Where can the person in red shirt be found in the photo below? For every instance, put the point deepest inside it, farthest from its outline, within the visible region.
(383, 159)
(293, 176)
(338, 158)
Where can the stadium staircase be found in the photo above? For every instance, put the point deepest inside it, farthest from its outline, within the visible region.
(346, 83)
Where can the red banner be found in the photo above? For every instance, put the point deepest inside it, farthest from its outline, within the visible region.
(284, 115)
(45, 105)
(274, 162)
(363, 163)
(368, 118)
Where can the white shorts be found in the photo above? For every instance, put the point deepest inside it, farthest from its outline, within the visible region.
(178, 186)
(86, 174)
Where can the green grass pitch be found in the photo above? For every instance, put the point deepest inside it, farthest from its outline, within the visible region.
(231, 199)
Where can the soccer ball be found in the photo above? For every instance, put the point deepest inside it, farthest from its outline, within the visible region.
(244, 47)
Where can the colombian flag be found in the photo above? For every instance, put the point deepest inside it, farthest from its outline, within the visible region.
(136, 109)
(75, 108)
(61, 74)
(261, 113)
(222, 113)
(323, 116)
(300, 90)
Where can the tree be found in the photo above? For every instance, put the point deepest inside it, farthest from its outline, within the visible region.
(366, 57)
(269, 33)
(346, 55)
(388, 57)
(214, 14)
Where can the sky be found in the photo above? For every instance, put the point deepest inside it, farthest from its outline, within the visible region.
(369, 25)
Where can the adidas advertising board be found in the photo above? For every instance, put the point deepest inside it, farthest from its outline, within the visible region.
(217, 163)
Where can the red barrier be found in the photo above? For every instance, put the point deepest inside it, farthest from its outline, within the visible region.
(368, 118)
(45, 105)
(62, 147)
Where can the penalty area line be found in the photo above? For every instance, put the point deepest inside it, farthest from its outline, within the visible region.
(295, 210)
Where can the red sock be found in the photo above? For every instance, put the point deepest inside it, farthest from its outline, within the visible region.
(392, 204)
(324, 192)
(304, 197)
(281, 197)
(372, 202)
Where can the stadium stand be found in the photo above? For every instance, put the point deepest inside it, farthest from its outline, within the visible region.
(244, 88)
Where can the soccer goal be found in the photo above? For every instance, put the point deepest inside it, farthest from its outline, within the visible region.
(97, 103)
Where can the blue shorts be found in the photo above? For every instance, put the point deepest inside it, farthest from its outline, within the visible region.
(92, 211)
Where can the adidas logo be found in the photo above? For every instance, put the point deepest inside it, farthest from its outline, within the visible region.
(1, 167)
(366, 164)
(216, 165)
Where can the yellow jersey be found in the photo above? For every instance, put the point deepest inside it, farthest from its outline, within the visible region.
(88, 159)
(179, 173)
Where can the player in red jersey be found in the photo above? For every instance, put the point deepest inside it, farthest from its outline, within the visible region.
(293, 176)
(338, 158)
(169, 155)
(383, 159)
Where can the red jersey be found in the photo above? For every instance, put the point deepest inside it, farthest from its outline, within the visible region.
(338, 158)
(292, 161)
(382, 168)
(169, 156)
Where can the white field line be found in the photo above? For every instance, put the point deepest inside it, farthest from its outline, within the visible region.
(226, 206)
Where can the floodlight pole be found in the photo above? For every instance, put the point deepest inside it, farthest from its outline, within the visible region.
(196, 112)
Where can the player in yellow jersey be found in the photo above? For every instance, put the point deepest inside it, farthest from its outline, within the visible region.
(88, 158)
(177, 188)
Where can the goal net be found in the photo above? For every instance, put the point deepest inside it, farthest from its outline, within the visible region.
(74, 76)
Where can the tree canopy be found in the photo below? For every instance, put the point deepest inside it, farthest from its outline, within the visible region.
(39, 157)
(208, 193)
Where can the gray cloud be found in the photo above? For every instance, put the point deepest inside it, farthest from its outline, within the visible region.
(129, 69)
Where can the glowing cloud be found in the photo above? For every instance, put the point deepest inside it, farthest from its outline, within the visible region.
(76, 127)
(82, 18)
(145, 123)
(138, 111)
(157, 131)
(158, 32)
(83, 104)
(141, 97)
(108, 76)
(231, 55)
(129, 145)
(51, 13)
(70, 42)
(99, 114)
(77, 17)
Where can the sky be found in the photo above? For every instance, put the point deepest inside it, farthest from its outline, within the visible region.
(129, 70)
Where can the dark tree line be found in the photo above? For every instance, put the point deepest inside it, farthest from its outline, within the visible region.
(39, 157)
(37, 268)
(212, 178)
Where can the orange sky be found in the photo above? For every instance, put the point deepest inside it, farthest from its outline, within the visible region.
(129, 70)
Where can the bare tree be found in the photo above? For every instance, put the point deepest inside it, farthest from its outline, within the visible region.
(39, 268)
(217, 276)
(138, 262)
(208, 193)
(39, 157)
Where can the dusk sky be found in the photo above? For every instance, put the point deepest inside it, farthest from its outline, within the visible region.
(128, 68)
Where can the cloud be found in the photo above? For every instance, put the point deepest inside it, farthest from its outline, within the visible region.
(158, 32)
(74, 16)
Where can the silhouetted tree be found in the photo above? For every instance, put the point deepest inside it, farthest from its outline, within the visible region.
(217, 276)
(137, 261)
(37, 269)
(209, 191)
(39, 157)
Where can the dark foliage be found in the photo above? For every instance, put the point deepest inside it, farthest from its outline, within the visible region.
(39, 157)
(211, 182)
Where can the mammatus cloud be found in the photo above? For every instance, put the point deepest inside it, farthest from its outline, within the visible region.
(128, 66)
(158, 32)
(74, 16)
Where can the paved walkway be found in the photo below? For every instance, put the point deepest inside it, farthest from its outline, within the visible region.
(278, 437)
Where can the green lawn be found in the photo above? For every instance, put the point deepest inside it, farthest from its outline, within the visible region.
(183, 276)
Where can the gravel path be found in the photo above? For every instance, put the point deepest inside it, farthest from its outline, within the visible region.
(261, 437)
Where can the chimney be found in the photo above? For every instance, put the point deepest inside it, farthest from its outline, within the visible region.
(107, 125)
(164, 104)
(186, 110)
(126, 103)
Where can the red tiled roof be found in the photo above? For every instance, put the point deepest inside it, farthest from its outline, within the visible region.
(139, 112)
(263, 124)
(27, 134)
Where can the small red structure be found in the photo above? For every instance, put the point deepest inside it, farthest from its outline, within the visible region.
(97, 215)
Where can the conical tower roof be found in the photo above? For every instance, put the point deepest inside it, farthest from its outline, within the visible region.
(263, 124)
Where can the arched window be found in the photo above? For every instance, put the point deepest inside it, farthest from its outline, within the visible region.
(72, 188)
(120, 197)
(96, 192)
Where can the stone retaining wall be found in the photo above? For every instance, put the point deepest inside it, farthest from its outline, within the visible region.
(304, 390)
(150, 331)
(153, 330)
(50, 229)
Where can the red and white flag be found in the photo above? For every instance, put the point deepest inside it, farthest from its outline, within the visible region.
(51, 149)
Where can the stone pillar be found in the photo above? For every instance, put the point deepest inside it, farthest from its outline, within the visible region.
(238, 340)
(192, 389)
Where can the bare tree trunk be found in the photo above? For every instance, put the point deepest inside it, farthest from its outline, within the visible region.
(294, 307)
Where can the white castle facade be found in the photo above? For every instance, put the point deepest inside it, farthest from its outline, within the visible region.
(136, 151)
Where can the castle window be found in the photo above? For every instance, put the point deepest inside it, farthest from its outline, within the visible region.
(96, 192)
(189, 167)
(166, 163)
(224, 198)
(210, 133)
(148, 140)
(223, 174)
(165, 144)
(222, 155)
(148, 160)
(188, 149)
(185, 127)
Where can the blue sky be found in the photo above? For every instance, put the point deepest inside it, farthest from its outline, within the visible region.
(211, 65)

◇ ◇ ◇ ◇

§ Work to complete: Reproduce each line of the material above precisely.

§ Response below:
Where can the person in red shirt be found in the photo below? For every instance, put the point deepest inside it, farthest from its outline, within the visible region.
(383, 159)
(293, 176)
(338, 158)
Where can the stadium staircase be found in the photo above? For every instance, put the point deepest inside it, farthest from its outline, within the visible region.
(346, 83)
Where can the red banner be found in the photo above? For every instance, put the point deepest inside it, farthest from its outline, within the visible region.
(284, 115)
(45, 105)
(274, 162)
(363, 163)
(368, 118)
Where can the white shorts be found in the photo above? For every instance, put the point deepest inside it, farthest from its outline, within the visible region.
(178, 186)
(86, 174)
Where can the green grass pitch be found in the photo above? For every instance, put the point deepest inside it, farthest from its outline, within the visible region.
(231, 199)
Where can the soccer ball be found in the photo above? For every instance, put the point deepest inside it, farthest from its outline, within the visible region.
(244, 47)
Where can the colombian flag be found in the photo above? For every instance, put the point deepest inside it, farthest from its outline, within the visible region.
(136, 109)
(75, 108)
(61, 74)
(261, 113)
(222, 113)
(323, 116)
(300, 90)
Where can the tree be found in the photo above? For every instance, put the point deepest inside it, farthest from its outline, within the visible region.
(366, 57)
(269, 33)
(346, 55)
(388, 57)
(214, 14)
Where can the sky be found in the photo above? For every instance, put the point deepest inside it, farthest from its outline, within the visible region.
(369, 25)
Where can the adidas advertising board be found in the photo above? For every instance, put the point deepest inside it, farthest from its outline, within the visible region.
(217, 163)
Where can the red barrier be found in the photo above? For every instance, put the point deepest inside it, farthest from its outline, within the visible region.
(368, 118)
(45, 105)
(62, 147)
Where can the penalty area line be found in the photo above? For every instance, put the point deepest inside it, farthest from its outline, within the visible region.
(295, 210)
Where can the red sock be found in the photo above? For every instance, put the point deepest inside it, farthest from its outline, within the visible region.
(392, 204)
(324, 192)
(304, 197)
(281, 197)
(372, 202)
Where can the stadium stand be found in the photo above? For every instance, put the point deepest inside it, farthest from its outline, within the visible region.
(244, 88)
Where can the soccer goal be found in the photo above? For every instance, put the point deepest inside it, farthest from its outline, within the visible region.
(97, 103)
Where can the blue shorts be found in the photo above? For every instance, put the point deepest inside it, farthest from its outline, within the visible region.
(92, 211)
Where can the adidas logo be found in the photo above? For every instance, put the point deepest inside it, farthest from its outline, within the visible region.
(1, 167)
(366, 164)
(216, 165)
Where can the yellow jersey be found in the photo above? For every instance, put the point deepest inside it, farthest from its outline, within the visible region.
(88, 159)
(179, 173)
Where can the player in red jersey be found in the photo above? For every instance, put the point deepest inside it, farthest from its outline, within the visible region.
(293, 176)
(338, 158)
(169, 155)
(383, 159)
Where can the red jersey be found in the photo above? For every instance, put the point deepest inside it, farthest from its outline, within the visible region.
(338, 158)
(292, 161)
(382, 168)
(169, 156)
Where can the white field line be found in the photo above? For every instance, put the point deepest inside it, farthest from its outline, within the visible region.
(226, 206)
Where can the floodlight pole be found in the photo above? For every instance, put the point deepest inside it, farthest from its outline, within the visible region.
(196, 112)
Where can the player in yellow jersey be found in the photo above? For every instance, put the point deepest inside it, farthest from its outline, within the visible region.
(88, 158)
(177, 188)
Where can the goal net be found in the photo above? For every instance, put the point deepest inside it, farthest from its outline, within the visible region.
(74, 76)
Where can the tree canopy be found in the photo below? For every instance, put the point deepest inside it, farthest from its outline, within the visible region.
(39, 157)
(208, 193)
Where can the gray cloud be found in the photo above? For every instance, put the point deepest inside it, farthest from its outline, within the visible region.
(129, 69)
Where can the glowing cloud be found in the photo above? For every instance, put the point deepest inside it, farthest from its outline, within the visible region.
(76, 127)
(82, 18)
(145, 123)
(138, 111)
(157, 131)
(158, 32)
(83, 104)
(141, 97)
(108, 76)
(231, 55)
(129, 145)
(51, 13)
(70, 42)
(99, 114)
(77, 17)
Where can the sky be found in the photo above? For every instance, put the point deepest inside it, farthest from its outline, within the visible region.
(129, 70)
Where can the dark tree line be found in the photo above? For every instance, put the point deepest inside it, farthest from its outline, within the visible region.
(39, 157)
(37, 268)
(212, 178)
Where can the orange sky be found in the photo above? For every instance, put the point deepest inside it, farthest from its outline, within the visible region.
(129, 70)
Where can the bare tree be found in the photo above? For every instance, put the point deepest inside it, farthest from its outline, within the visible region.
(39, 268)
(217, 276)
(138, 262)
(208, 193)
(39, 157)
Where can the dusk sky be found in the photo above? For every instance, put the point deepest inside it, farthest from its outline, within the visible region.
(128, 68)
Where can the cloud be found in the photo above? For every instance, put the point deepest inside it, farthest from its outline, within the visible region.
(158, 32)
(74, 16)
Where can the silhouetted tree be found in the photo above? For every instance, put the point deepest inside it, farthest from its outline, within the visible region.
(217, 276)
(137, 261)
(37, 269)
(209, 191)
(39, 157)
Where can the dark foliage be found in the photo above? For every instance, put the point deepest inside it, farthest from its outline, within the visible region.
(39, 157)
(211, 182)
Where can the mammatus cloud be found in the photo above? For every instance, put the point deepest inside it, farthest from its outline, within the visible region.
(128, 66)
(158, 32)
(74, 16)
Where can the paved walkway be found in the photo below? For every instance, put the point deepest inside it, farthest from its outline, within the visible region.
(278, 437)
Where can the green lawn be found in the photo above? For every instance, put the point deepest inside it, farthest from its outline, within the visible region.
(183, 276)
Where can the gravel path be found in the photo above? For every instance, put the point deepest inside it, farthest from its outline, within the visible region.
(261, 437)
Where can the chimney be found in the photo above? For every instance, put the point deepest inside it, farthest from its outline, within the visible region.
(107, 125)
(164, 104)
(186, 110)
(126, 103)
Where can the red tiled roof be found in the photo above? For every instance, put the point deepest inside it, farthest from its outline, within the visible region.
(139, 112)
(263, 124)
(27, 134)
Where can the small red structure be found in the photo above? For every instance, put the point deepest inside it, farthest from its outline, within the visible region.
(97, 215)
Where can the conical tower roof be found in the photo above? For every instance, put the point deepest inside it, farthest from its outline, within the visible region.
(263, 124)
Where can the arched window be found in the photo above? For every instance, put the point deepest inside it, farthest from its outline, within the visible region.
(72, 188)
(120, 197)
(96, 192)
Where can the stone retaining wall be found in the photo above? For every instance, put the point deepest inside it, farthest from its outline, within the visible region.
(304, 390)
(150, 331)
(153, 330)
(50, 229)
Where can the red and white flag be found in the photo above? For every instance, put the point deepest inside it, farthest from its outline, within the visible region.
(51, 149)
Where can the stone pillar be found in the photo above? For every instance, put the point deepest inside it, farthest from its outline, within the visible region.
(238, 340)
(192, 389)
Where can the bare tree trunk be found in the photo above? For every instance, put the point deepest inside it, farthest from its outline, within the visible region.
(294, 307)
Where can the white castle facade be found in the photo above? For every instance, put the point deepest inside it, farthest from its outline, within the visible region.
(136, 151)
Where can the castle window be found in the photo above? For every instance, put the point deepest inside it, farthest from its outline, within the visible region.
(96, 192)
(189, 167)
(166, 163)
(224, 198)
(210, 133)
(148, 140)
(223, 174)
(165, 144)
(222, 155)
(148, 160)
(188, 149)
(185, 127)
Where can the blue sky be found in the photo above? For every instance, put the point deepest inside it, farthest from its outline, within the visible region.
(211, 65)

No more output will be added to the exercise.